### Brief
Pull out every line in the items below that contains the string "shoe", and copy each of those lines unchanged.

Point labeling items
**********

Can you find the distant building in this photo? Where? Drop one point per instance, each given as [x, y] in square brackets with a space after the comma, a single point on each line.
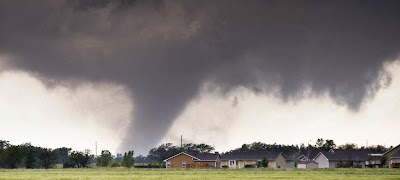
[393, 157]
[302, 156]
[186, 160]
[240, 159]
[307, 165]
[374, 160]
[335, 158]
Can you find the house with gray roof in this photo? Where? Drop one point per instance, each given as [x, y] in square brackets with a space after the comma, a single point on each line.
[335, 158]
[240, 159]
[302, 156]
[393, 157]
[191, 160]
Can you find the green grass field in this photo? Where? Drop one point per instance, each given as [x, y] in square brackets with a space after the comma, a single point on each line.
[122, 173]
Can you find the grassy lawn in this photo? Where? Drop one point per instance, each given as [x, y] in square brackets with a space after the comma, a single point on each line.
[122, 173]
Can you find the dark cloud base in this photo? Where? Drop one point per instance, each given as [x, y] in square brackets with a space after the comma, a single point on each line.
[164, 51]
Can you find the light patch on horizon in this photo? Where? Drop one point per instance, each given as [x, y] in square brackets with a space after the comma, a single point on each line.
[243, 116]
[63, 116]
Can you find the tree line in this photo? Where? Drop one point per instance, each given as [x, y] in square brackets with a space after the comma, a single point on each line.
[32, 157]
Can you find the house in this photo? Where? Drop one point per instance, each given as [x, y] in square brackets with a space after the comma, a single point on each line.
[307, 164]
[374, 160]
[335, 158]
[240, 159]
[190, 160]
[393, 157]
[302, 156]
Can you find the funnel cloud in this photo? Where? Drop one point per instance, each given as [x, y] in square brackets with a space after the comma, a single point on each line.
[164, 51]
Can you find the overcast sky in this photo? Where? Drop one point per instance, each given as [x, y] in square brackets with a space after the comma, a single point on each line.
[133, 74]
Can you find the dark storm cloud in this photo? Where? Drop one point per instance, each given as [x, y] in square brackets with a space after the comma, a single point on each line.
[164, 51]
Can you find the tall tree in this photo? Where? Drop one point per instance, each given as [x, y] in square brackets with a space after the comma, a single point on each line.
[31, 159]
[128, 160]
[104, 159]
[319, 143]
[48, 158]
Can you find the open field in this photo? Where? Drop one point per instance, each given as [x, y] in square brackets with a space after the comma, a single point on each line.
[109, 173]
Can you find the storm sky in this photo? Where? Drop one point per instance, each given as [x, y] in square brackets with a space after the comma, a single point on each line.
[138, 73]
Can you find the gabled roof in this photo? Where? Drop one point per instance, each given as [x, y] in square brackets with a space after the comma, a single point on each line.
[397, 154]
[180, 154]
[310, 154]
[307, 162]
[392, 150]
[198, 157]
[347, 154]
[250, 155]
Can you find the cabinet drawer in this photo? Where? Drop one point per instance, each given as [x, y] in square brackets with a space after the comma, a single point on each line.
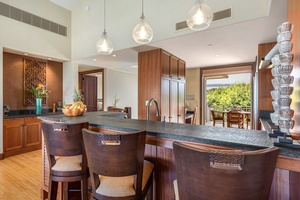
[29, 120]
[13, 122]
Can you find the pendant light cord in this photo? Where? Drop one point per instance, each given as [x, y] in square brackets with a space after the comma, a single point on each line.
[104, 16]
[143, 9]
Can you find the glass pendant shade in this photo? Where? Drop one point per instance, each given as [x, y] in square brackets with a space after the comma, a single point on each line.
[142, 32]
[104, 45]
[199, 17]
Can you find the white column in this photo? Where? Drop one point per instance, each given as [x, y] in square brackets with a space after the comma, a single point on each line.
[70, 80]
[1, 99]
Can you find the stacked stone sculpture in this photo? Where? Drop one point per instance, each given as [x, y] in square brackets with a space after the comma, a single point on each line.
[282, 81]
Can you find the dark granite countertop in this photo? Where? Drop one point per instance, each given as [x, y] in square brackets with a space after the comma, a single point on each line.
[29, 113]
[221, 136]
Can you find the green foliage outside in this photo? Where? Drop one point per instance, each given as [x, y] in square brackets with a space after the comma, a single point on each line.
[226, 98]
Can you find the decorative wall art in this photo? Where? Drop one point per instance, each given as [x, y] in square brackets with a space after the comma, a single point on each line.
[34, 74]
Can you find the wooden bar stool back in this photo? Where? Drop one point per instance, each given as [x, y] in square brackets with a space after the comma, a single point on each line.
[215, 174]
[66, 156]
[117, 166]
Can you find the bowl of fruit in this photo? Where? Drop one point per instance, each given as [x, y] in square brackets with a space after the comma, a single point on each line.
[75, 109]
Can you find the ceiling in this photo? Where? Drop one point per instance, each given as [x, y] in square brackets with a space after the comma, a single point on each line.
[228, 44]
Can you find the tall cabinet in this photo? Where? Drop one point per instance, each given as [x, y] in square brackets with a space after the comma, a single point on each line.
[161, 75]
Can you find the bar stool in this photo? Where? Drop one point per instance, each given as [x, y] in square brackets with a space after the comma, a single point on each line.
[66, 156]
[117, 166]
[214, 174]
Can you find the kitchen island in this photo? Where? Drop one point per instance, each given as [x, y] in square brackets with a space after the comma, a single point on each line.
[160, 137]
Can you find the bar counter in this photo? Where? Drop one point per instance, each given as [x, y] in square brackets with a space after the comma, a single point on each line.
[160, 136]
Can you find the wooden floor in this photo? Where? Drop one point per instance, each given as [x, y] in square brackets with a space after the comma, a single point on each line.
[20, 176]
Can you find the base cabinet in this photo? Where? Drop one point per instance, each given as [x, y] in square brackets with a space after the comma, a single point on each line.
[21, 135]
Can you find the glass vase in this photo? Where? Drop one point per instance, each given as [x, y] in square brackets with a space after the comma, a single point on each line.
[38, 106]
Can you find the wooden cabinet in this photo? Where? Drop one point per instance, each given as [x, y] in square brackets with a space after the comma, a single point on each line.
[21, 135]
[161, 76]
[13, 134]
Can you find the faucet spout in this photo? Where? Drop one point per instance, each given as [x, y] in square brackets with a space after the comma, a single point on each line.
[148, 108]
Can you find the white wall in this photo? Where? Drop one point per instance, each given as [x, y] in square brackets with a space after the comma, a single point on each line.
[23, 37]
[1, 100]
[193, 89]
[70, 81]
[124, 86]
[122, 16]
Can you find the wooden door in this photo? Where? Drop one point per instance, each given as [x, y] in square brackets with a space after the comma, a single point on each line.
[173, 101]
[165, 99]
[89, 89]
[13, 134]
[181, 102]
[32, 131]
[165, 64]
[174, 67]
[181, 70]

**********

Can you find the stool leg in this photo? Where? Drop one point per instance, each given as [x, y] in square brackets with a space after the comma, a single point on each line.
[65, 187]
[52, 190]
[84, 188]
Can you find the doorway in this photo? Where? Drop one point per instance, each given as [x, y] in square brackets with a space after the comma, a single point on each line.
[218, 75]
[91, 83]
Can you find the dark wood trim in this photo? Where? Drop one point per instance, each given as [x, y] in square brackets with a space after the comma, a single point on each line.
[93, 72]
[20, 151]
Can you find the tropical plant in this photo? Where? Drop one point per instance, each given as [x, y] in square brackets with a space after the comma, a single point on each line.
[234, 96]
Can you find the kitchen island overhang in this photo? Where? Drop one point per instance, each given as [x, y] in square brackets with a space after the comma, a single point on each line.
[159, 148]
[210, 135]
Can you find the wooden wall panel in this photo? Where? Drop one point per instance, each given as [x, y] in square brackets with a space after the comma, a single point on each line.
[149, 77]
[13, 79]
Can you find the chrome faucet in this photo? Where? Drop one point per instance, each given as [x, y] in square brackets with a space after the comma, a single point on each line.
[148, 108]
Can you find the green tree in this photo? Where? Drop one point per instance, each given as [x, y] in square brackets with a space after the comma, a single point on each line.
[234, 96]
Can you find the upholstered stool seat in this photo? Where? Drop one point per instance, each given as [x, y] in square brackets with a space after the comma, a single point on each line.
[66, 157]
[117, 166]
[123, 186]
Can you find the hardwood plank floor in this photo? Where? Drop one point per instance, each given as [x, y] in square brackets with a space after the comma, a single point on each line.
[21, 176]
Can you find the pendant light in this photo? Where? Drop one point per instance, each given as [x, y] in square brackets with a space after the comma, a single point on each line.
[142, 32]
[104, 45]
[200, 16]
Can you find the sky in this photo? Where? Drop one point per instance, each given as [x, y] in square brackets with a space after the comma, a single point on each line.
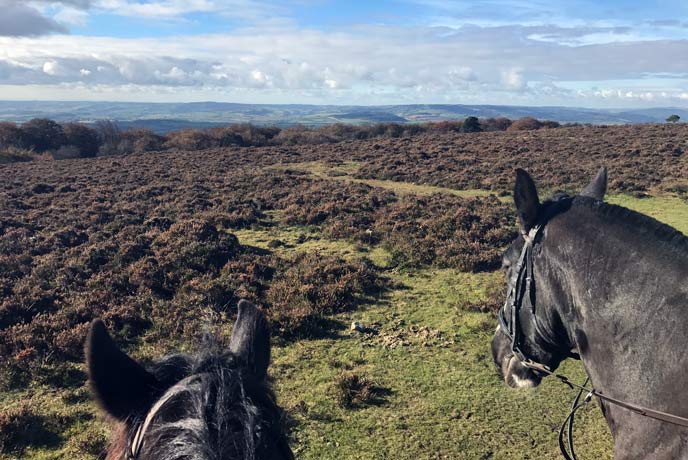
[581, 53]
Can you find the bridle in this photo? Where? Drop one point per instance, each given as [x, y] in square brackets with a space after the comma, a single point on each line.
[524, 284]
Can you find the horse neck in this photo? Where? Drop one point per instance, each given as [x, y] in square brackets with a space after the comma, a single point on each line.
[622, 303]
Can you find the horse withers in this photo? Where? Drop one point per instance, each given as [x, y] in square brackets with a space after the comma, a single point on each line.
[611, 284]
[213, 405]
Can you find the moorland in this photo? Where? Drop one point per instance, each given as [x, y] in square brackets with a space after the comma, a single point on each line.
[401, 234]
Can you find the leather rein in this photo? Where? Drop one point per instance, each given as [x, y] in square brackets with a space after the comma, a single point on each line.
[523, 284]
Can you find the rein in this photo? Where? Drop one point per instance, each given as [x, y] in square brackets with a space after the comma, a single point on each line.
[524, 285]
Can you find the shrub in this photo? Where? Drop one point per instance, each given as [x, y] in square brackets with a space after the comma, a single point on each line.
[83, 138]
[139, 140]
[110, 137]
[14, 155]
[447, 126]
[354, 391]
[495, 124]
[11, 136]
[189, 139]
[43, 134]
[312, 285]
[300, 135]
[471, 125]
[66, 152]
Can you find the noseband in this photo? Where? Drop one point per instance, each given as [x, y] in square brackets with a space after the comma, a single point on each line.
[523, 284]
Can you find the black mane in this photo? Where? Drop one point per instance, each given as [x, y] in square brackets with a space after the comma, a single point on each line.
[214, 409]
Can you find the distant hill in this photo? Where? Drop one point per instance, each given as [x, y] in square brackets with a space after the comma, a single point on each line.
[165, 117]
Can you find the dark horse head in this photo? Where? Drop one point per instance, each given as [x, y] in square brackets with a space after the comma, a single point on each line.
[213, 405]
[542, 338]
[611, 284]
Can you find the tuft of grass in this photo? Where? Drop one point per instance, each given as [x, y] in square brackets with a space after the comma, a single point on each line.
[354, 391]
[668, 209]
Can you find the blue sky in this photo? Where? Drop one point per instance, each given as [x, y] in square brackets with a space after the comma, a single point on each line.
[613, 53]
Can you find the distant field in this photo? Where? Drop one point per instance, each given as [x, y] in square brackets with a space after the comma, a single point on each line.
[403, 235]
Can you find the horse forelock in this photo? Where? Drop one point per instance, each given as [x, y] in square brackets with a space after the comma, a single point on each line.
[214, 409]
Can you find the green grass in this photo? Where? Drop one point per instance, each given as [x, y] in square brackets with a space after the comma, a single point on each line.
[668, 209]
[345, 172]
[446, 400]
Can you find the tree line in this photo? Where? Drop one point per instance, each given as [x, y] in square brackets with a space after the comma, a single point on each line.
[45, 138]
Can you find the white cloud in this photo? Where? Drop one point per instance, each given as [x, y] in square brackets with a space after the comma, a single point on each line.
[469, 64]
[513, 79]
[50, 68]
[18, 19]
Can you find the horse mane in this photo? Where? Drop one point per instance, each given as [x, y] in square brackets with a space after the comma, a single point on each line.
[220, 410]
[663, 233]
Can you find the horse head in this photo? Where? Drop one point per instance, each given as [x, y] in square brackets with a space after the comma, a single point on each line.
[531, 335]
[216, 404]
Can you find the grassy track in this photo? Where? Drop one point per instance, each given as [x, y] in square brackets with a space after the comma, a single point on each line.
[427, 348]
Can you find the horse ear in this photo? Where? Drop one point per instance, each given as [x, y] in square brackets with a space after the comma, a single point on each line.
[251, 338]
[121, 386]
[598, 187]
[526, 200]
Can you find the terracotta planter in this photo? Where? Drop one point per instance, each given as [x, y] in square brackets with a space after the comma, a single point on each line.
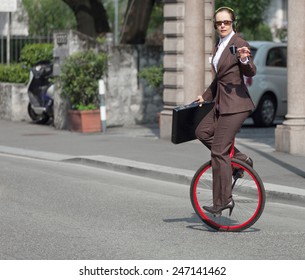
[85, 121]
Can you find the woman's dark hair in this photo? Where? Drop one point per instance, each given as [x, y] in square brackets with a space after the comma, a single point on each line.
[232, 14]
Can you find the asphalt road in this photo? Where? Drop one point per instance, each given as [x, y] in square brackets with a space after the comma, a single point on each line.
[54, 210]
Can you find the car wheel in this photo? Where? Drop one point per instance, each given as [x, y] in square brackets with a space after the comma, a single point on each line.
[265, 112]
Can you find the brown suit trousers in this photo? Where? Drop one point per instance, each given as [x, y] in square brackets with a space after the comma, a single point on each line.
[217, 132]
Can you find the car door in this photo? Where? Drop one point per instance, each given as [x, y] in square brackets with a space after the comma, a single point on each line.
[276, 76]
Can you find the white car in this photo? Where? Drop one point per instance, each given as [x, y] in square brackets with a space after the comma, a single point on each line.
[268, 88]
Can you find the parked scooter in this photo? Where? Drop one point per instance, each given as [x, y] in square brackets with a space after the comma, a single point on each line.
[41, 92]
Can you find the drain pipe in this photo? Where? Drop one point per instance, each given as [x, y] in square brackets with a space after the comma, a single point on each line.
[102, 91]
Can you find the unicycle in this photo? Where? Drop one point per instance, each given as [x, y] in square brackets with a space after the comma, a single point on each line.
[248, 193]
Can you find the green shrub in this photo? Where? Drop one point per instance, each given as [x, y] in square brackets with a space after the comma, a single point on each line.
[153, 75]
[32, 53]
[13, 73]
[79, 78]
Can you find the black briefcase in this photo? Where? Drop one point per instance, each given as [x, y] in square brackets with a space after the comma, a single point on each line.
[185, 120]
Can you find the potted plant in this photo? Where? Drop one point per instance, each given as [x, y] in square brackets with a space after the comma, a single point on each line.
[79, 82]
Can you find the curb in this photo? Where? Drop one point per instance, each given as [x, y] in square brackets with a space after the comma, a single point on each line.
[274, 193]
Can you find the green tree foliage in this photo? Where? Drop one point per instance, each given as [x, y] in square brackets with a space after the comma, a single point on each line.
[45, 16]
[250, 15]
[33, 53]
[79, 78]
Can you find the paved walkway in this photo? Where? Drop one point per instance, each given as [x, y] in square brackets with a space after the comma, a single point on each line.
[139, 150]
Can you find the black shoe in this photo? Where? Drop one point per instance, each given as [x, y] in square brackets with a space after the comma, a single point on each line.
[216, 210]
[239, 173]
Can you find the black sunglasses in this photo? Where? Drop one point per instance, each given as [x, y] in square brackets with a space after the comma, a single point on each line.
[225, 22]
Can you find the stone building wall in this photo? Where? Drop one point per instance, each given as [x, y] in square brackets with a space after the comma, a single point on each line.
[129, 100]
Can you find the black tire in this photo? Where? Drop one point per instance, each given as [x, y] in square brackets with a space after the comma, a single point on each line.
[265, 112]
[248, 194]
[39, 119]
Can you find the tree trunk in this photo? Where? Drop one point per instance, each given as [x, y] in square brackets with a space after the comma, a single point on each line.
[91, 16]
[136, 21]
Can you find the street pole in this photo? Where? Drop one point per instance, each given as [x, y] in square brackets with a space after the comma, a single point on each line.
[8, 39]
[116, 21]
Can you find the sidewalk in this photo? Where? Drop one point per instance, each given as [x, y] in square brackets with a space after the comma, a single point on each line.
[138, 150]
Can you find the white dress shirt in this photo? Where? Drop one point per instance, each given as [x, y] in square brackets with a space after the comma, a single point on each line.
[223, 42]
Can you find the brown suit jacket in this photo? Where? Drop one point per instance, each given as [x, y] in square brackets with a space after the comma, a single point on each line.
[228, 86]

**********

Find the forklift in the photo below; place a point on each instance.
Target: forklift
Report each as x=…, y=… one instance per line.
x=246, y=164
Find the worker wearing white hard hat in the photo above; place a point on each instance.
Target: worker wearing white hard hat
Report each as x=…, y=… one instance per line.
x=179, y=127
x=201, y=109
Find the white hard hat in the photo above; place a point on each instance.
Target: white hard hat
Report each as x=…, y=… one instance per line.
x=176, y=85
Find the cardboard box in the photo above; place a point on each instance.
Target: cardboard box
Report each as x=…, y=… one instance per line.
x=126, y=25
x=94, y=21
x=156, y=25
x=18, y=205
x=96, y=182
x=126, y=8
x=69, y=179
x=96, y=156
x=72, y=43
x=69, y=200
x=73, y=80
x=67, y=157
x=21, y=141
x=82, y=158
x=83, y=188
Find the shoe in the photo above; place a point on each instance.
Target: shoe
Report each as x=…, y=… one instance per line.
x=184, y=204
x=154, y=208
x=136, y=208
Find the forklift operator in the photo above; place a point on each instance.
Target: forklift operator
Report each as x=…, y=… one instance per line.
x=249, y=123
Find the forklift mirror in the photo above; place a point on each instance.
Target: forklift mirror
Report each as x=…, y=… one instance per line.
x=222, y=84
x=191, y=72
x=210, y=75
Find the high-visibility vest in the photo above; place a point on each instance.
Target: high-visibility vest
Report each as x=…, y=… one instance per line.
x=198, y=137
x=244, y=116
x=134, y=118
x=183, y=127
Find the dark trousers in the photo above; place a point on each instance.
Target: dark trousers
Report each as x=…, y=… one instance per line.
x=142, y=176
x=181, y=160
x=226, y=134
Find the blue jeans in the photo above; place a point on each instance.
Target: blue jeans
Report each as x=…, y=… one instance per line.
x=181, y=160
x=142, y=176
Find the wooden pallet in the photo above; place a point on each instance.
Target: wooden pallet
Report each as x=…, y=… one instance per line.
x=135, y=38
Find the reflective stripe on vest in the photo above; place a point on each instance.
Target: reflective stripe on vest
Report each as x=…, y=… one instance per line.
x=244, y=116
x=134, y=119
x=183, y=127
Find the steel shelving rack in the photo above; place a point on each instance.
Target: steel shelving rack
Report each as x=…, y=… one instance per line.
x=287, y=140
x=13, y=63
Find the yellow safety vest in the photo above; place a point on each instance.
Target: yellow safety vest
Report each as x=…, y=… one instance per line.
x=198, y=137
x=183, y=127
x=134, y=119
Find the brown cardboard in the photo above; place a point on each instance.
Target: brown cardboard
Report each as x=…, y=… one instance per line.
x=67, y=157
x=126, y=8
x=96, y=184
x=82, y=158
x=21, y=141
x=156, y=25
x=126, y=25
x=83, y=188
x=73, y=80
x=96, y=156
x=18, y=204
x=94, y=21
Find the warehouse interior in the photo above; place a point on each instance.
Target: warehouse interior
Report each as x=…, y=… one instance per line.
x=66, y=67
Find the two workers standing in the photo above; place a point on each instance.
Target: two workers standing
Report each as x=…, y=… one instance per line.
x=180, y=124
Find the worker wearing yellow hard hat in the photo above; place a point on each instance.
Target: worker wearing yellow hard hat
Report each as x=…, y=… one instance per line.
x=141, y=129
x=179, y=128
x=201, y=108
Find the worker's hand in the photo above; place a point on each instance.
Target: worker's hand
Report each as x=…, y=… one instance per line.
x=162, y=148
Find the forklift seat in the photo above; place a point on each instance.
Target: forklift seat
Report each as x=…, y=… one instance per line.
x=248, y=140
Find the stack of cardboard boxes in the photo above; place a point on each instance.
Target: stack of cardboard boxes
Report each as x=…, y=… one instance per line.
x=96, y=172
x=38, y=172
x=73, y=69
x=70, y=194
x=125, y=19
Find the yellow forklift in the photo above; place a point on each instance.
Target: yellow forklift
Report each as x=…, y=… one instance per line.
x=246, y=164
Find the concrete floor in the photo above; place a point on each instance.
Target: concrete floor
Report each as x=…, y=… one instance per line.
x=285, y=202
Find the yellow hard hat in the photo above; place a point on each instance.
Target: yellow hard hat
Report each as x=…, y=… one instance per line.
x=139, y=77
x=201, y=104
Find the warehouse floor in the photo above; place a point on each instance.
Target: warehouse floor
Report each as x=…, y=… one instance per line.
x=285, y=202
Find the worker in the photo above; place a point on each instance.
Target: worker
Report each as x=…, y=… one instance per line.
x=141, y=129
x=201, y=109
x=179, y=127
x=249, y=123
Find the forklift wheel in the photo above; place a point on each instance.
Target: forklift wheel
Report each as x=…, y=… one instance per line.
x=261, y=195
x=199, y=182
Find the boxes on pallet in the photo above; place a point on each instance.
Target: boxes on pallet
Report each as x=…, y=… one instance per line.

**********

### The response
Can you find the black shoe in this photo? Where? Drop one point per instance, each given as [x, y] in square brackets with a space after the comma, a single point on each line.
Find the shoe in the photo above; place a point on each instance.
Target: shoe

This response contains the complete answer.